The following reflection was written by Najiva Timothee, who is an educator with the Girls Dig Deeper Initiative in Macon, Georgia. Timothee was part of the Pulitzer Center's 1619 Project Afterschool Partnership program during the 2022-23 school year, which culminated in partners facilitating activities that engaged students in learning about the legacy of enslavement and the contributions of Black Americans in their programs.
Girls Dig Deeper Initiative is a girls mentoring and youth development program. We provide mentorship to middle and high school girls ages 13-17. Some of the girls are rising seniors next year and are deciding the direction of their lives—whether to go to college or pick up a trade. As they navigate adolescence into adulthood, they are being exposed to toxic content on social media, and may lack positive role models and environments that are conducive to their growth. They are exposed to national and global issues of racial injustice, from police brutality and the stories of George Floyd and Breonna Taylor to protests against racial inequality to book bans currently happening all across the U.S. The girls are aware of all that is happening and they have thoughts and questions. We understand all these events are affecting our girls in different ways—mentally, emotionally, and socially.
Girls Dig Deeper gives girls a safe space to discuss their thoughts and feelings and provides a growth environment for them to learn and develop as leaders, to take responsibility for their lives. I believe as a mentor and community leader that The 1619 Project was necessary for the girls to gain an understanding of why the times of slavery are still affecting the lives of Black and brown people today, and why they have to be true to who they are (identity) and lead their lives well through positive actions despite all that is against them.
Girls Dig Deeper has a leadership development program, The Winners’ Mindset. The program helps youth girls to RISE UP and WIN regardless of the challenges and circumstances they face. I wanted to incorporate the teachings of The 1619 Project into this program because the long legacy of slavery is still a challenge affecting the lives of Black people today.
The session I facilitated was called “ I AM….BLACK HISTORY.” It included a brief introduction to The 1619 Project, independent reflection questions, group discussion, and a creative activity. The independent reflection questions are:
- What does Black history mean to me?
- What does legacy mean?
- What is considered to be a legacy of slavery in our communities or in the U.S.?

- _Stored data_
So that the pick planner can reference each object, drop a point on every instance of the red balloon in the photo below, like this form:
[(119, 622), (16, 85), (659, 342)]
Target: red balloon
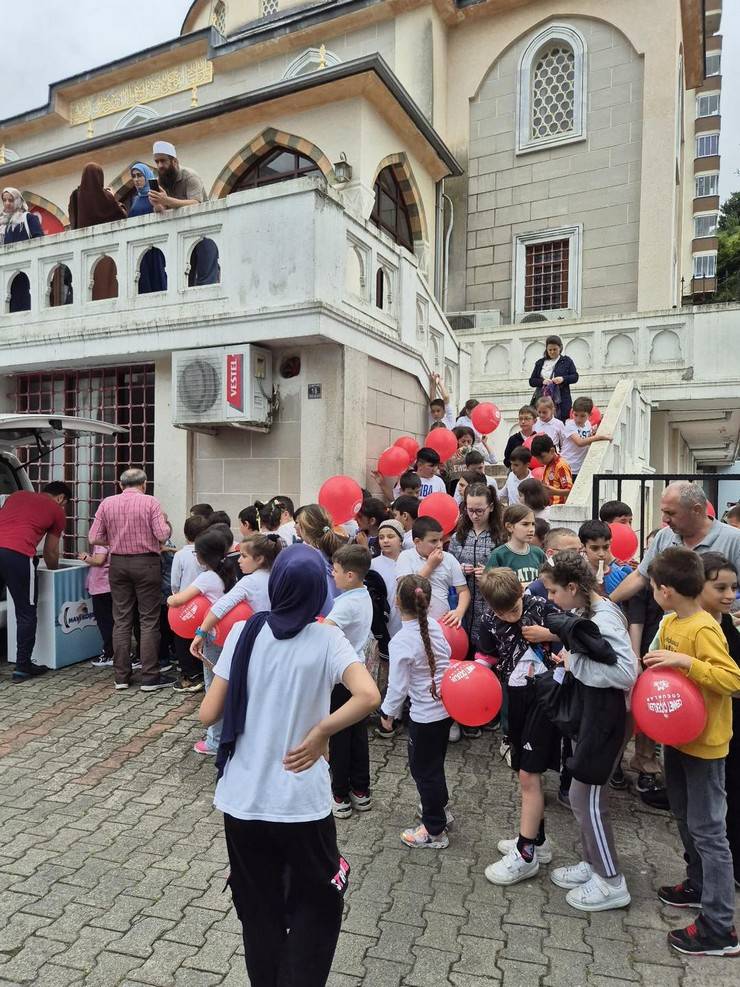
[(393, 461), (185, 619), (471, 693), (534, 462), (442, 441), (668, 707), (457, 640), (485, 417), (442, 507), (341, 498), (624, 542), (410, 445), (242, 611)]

- _Work order_
Continue the educator's reflection on the Girls Dig Deeper session from its last line.

- _Result of this exercise_
We also used the 1619 activity that guides students in reading an excerpt of "The Idea of America" by Nikole Hannah-Jones, a passage from the Declaration of Independence, and discussing how this document applies to their lives today.
The group discussion questions are a deep dive into self exploration for the girls to know who they are and who they are not. Finally, students used their responses to the discussion questions and their reflections on "The Idea of America" to write a letter to their future selves, write a poem, create and a “I AM” vision board, or craft another artistic expression.
Each student expressed what Black history means to them personally. In the self-reflection space and throughout the activities, students understood how important positive identity development is and how it helps them to embrace who they are, encourages them to learn more about themselves, and motivates them to confront the challenges they may face and learn to deal with them in a positive way.
The students gained understanding and were able to make connections between the legacy of slavery and issues impacting their lives today such as policing, racism, poverty, and voter suppression. While they saw these negative impacts, they understood that they have to continue to fight for their freedoms through positive actions such as getting an education, building skills to be effective and successful in their careers, knowing their worth and value, loving and taking care of themselves, and self advocacy.
When I joined the 1619 Project Afterschool Partnership program, my stated goal was to help youth girls in my organization build awareness and gain an understanding of how history has a significant impact on society and systems today. The girls learned that the impact of slavery is still present in systems such education, healthcare, government, and the workforce. As a facilitator, The 1619 Project teachings and conference helped me to see that freedom is still not free and I have to continue to work hard and fight to be the best version of myself and understand what that means for me as an individual, to continue to value my life and the lives of others, take advantage of opportunities that unfold in front of me and to continue to stay motivated in youth and education advocacy through my organization.